Your goal: Search the data for the string "green" and copy each line where it turns up.

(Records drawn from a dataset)
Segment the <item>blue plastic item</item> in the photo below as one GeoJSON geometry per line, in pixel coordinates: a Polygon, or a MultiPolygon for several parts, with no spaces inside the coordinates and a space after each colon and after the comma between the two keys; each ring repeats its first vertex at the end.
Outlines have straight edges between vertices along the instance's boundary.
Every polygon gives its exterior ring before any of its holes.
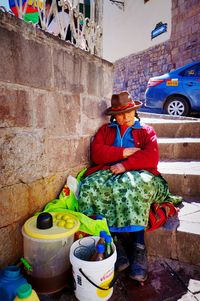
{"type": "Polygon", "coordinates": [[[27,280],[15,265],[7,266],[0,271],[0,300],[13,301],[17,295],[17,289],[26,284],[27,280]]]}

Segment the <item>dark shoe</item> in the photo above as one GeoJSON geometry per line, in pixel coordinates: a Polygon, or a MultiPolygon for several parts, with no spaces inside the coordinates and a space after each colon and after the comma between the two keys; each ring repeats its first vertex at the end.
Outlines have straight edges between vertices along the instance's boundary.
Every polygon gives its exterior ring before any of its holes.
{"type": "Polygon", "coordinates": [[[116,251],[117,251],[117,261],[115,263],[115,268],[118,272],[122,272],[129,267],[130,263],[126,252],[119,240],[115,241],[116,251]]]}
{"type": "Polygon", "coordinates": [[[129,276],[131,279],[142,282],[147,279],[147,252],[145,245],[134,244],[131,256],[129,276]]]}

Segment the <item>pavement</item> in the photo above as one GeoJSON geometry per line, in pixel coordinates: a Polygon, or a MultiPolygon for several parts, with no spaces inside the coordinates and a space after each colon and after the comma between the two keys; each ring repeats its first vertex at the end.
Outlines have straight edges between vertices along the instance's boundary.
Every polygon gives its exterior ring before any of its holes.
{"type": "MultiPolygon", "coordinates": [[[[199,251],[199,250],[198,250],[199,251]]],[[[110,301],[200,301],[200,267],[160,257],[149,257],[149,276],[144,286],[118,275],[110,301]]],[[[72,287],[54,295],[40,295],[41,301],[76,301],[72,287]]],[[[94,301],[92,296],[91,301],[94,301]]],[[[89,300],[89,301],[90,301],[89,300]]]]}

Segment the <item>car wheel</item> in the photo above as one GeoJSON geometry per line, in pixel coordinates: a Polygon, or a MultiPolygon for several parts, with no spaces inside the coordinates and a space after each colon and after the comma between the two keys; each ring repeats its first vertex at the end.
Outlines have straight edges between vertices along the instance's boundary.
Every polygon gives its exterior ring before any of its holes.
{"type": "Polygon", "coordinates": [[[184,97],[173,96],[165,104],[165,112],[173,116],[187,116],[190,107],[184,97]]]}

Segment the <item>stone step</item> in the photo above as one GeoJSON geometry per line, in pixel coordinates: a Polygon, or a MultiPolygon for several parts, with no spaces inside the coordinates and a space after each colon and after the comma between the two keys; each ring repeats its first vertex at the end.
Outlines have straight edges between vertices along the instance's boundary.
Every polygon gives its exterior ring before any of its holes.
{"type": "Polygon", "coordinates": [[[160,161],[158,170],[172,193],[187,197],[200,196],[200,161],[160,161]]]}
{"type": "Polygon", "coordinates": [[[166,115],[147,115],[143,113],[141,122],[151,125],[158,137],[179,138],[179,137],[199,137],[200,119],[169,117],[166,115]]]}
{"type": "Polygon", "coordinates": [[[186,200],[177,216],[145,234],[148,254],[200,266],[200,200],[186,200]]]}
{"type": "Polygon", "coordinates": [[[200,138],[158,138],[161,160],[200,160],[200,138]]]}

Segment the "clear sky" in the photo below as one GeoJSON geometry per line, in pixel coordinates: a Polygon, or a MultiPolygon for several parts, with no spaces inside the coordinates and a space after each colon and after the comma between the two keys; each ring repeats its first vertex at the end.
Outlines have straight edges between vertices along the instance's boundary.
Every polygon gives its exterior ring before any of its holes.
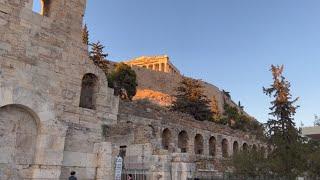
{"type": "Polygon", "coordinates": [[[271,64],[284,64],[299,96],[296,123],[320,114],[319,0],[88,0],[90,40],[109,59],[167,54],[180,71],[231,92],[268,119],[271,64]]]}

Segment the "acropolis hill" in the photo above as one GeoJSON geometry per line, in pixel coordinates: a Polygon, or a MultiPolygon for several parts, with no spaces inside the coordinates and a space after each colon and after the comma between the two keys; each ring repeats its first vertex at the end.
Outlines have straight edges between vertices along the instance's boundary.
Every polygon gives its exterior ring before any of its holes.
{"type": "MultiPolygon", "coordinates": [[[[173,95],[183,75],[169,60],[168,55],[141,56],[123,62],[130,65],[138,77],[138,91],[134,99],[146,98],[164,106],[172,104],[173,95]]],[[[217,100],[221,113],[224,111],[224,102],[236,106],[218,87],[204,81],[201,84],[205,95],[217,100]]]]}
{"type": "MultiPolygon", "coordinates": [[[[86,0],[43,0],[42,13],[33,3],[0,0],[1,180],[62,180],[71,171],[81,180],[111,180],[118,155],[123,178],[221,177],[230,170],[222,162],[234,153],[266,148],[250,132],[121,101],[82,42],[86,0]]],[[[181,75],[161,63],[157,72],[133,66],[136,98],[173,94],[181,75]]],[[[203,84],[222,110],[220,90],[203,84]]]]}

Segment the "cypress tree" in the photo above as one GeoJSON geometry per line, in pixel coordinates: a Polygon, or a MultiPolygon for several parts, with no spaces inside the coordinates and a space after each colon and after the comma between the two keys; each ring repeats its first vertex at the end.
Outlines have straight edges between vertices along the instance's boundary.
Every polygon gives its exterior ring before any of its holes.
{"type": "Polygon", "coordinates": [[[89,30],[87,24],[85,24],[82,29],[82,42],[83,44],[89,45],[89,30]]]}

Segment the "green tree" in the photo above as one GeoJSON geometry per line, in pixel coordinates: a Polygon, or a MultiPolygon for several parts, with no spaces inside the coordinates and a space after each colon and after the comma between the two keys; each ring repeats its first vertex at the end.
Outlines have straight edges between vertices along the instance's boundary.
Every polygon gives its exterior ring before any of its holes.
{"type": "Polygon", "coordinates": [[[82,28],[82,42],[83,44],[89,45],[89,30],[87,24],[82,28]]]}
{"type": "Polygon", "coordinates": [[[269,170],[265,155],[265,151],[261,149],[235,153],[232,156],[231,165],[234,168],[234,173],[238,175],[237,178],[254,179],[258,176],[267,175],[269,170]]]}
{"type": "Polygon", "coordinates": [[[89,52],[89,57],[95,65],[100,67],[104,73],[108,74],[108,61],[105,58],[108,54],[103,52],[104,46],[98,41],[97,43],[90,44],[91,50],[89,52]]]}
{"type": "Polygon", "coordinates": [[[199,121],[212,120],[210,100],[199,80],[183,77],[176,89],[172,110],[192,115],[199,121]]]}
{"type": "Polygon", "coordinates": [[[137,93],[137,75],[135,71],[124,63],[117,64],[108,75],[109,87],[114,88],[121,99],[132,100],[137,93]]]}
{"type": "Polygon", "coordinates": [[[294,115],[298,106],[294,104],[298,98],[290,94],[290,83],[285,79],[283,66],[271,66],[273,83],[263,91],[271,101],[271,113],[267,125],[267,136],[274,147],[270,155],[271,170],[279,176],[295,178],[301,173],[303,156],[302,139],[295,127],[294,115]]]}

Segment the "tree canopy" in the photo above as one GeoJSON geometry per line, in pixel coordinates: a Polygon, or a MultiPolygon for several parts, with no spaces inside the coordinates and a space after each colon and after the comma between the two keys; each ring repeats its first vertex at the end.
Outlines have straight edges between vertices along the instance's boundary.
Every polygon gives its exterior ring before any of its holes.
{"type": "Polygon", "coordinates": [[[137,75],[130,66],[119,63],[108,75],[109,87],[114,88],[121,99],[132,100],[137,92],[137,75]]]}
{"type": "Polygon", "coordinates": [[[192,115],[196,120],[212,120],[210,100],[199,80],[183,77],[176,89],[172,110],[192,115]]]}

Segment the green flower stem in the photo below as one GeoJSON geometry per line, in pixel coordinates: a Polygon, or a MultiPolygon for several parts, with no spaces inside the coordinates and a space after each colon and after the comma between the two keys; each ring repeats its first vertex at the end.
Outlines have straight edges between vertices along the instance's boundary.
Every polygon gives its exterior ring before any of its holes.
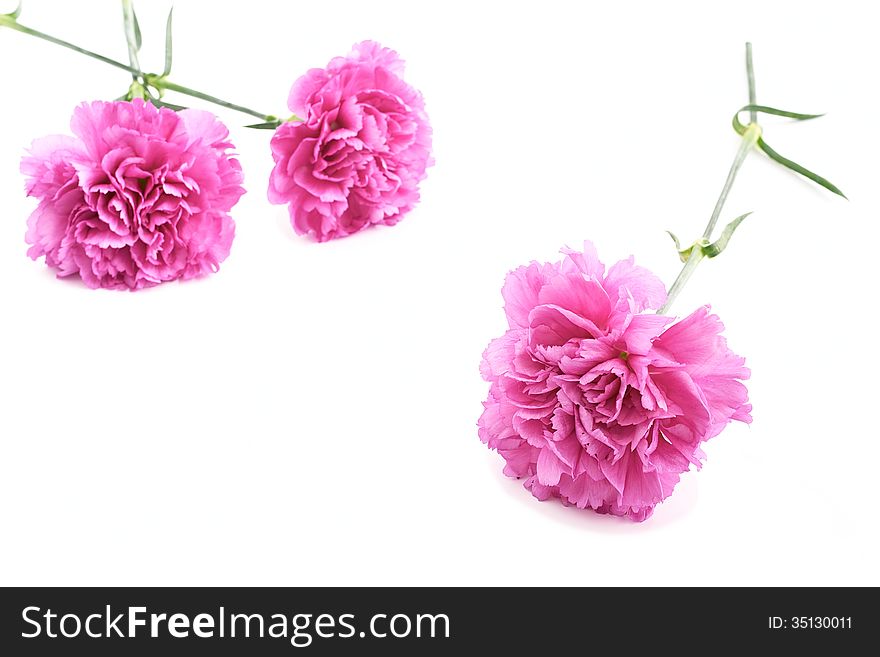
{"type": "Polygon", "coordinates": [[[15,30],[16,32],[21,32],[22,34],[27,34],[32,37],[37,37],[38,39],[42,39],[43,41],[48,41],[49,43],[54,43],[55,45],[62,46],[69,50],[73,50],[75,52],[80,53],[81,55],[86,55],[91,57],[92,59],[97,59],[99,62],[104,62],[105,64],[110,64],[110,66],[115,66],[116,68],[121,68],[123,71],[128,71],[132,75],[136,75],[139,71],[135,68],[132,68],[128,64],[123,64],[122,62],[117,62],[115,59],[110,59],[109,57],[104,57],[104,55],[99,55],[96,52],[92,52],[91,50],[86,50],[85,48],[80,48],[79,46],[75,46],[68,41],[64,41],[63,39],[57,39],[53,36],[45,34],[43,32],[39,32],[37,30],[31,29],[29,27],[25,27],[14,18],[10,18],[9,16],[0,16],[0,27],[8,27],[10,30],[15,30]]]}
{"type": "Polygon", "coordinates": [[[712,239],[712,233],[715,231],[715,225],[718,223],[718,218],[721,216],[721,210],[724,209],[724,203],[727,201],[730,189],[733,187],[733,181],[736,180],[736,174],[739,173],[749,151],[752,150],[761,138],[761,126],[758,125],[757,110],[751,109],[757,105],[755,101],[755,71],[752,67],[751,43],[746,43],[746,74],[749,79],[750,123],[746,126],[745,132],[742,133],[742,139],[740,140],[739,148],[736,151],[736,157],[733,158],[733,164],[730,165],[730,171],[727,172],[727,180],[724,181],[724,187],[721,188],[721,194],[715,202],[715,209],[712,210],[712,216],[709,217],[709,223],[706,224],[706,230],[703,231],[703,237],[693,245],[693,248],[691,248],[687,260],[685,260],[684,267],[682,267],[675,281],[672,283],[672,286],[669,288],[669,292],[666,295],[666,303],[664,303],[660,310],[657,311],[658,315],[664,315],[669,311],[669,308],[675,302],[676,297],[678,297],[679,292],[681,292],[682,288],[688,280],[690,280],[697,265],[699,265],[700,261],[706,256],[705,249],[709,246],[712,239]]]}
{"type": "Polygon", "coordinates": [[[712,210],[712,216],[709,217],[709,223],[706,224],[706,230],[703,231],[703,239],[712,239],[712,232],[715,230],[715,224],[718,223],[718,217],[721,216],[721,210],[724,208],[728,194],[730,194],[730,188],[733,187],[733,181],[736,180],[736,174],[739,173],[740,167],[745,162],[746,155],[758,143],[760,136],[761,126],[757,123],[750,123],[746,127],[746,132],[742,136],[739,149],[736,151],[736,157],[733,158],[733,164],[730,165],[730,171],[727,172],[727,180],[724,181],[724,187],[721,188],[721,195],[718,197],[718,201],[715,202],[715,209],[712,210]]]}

Solution to the exercise:
Segment the "green tree" in the photo above as one GeoJSON geometry per line, in pixel coordinates: a Polygon, or a MultiPolygon for several parts, with no spaces inside the coordinates and a space after each colon and after the comma between the two keys; each ring repeats its first vertex at the end.
Segment the green flower stem in the photo below as one GeoJSON geometry per line, in pixel coordinates: a Polygon, or a MultiPolygon for several parts, with no spaces inside the coordinates and a space after each colon and after the comma between the two keys; each ring repeats its first vertex at the end.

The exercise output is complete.